Investing.com - The U.S. dollar gained in Europe Thursday, climbing to a two-month high on rising fears of a U.S. default as Fitch threatens a rating downgrade.
At 02:55 ET (06:55 GMT), the Dollar Index, which tracks the greenback against a basket of six other currencies, rose 0.2% to 103.955, just below the 104.05 overnight peak, the highest level since mid-March.
The dollar’s safe haven status has meant that it has benefited from the lack of progress in the talks to lift the U.S. government's $31.4 trillion debt ceiling, with the early-June deadline that Treasury Secretary Janet Yellen said is when it’s “highly likely” that her department will run out of money drawing nearer.
This uncertainty has resulted in ratings agency Fitch putting the United States' prized “AAA” rating on watch for a possible downgrade, adding to the jitters in global markets.
"Fitch still expects a resolution to the debt limit before the X-date," the credit agency said in a report.
"However, we believe risks have risen that the debt limit will not be raised or suspended before the X-date and consequently that the government could begin to miss payments on some of its obligations."
The dollar has also been boosted by a more hawkish view of the Federal Reserve’s monetary policy actions this year, with the U.S. economy proving resilient to the aggressive tightening to date.
Minutes from the Fed’s last meeting, released Wednesday, showed that officials were divided over whether further interest-rate increases would be necessary to lower inflation, but the labor market and price pressures have all proven more resilient than expected following that May meeting.

TASK DIRECTIONS: Copy the report on the dollar's climb word for word, in full.

DATA FOR REVIEW:
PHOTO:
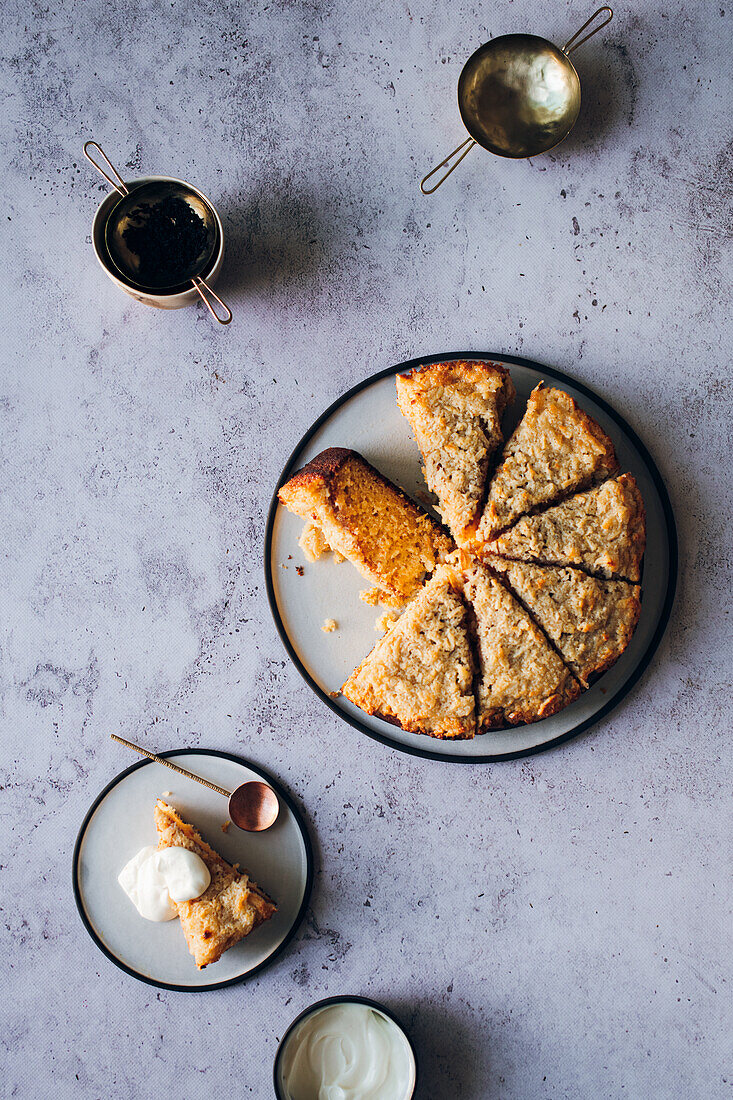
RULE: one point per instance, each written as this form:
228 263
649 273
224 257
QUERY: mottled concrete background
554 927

--

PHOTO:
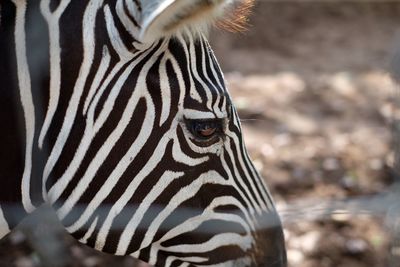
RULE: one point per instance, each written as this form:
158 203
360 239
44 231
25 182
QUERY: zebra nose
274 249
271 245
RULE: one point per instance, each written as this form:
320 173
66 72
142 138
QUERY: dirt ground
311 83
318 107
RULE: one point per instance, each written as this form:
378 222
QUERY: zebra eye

==

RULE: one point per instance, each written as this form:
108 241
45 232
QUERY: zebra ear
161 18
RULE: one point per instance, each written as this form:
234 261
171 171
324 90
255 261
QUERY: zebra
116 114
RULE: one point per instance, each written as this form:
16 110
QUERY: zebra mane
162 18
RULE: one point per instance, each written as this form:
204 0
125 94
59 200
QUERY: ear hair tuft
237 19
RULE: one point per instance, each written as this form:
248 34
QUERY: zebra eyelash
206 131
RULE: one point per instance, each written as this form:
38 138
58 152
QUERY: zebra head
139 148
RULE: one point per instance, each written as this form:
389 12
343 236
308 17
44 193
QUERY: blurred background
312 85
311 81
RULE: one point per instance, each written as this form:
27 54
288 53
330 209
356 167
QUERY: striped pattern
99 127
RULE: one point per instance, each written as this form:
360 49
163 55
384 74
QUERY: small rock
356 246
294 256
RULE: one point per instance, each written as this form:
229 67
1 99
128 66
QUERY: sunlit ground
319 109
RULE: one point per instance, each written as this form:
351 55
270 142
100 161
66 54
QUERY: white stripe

COMPLETED TASK:
Investing.com - The U.S. dollar gained in Europe Thursday, climbing to a two-month high on rising fears of a U.S. default as Fitch threatens a rating downgrade.
At 02:55 ET (06:55 GMT), the Dollar Index, which tracks the greenback against a basket of six other currencies, rose 0.2% to 103.955, just below the 104.05 overnight peak, the highest level since mid-March.
The dollar’s safe haven status has meant that it has benefited from the lack of progress in the talks to lift the U.S. government's $31.4 trillion debt ceiling, with the early-June deadline that Treasury Secretary Janet Yellen said is when it’s “highly likely” that her department will run out of money drawing nearer.
This uncertainty has resulted in ratings agency Fitch putting the United States' prized “AAA” rating on watch for a possible downgrade, adding to the jitters in global markets.
"Fitch still expects a resolution to the debt limit before the X-date," the credit agency said in a report.
"However, we believe risks have risen that the debt limit will not be raised or suspended before the X-date and consequently that the government could begin to miss payments on some of its obligations."
The dollar has also been boosted by a more hawkish view of the Federal Reserve’s monetary policy actions this year, with the U.S. economy proving resilient to the aggressive tightening to date.
Minutes from the Fed’s last meeting, released Wednesday, showed that officials were divided over whether further interest-rate increases would be necessary to lower inflation, but the labor market and price pressures have all proven more resilient than expected following that May meeting.